--- DATASET ENTRIES ---

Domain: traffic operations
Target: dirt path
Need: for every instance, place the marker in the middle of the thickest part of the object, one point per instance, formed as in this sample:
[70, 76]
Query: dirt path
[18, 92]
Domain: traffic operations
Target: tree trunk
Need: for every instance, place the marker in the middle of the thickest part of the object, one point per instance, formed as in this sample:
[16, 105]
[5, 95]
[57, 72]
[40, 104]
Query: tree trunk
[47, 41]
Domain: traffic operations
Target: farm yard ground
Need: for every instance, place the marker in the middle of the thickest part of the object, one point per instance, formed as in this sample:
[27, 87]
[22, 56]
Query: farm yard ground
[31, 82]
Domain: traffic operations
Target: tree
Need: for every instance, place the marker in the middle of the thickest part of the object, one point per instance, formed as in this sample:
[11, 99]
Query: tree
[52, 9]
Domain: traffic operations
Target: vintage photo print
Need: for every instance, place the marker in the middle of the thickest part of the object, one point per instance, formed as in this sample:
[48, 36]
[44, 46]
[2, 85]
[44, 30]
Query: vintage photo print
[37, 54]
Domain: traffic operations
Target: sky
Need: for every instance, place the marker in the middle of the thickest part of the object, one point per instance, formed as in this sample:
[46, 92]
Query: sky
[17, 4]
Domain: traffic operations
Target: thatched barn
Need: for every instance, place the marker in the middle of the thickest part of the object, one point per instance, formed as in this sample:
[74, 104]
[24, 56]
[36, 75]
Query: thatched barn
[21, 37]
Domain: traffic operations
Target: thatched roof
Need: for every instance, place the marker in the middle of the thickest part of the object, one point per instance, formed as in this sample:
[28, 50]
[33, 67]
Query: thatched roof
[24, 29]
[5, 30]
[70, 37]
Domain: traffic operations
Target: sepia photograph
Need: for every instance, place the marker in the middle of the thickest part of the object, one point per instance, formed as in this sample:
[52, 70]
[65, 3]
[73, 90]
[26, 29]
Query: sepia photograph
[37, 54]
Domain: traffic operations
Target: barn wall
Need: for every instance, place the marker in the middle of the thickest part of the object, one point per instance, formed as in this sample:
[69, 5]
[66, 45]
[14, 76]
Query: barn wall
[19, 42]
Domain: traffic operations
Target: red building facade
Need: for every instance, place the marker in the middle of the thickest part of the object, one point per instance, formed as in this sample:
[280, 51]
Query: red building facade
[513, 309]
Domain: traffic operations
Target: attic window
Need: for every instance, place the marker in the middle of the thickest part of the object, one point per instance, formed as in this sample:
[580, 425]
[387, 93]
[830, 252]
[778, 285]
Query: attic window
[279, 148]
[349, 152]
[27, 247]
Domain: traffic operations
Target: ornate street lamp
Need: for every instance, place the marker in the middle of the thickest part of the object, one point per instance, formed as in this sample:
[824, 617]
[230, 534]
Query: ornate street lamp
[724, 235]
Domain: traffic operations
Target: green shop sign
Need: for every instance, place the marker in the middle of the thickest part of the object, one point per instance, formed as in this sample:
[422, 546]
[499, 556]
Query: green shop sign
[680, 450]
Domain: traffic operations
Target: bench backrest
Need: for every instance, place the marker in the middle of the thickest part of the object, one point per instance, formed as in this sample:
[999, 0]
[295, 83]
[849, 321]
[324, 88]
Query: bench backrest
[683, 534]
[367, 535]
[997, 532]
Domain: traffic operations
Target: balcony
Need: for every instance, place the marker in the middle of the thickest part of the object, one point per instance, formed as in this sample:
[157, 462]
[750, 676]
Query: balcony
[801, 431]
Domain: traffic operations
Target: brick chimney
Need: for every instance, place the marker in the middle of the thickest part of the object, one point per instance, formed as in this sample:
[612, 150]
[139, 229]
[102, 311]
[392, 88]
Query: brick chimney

---

Count how many lines of the data above contain the string "vintage", matching case exactly. Reply with the number alone.

2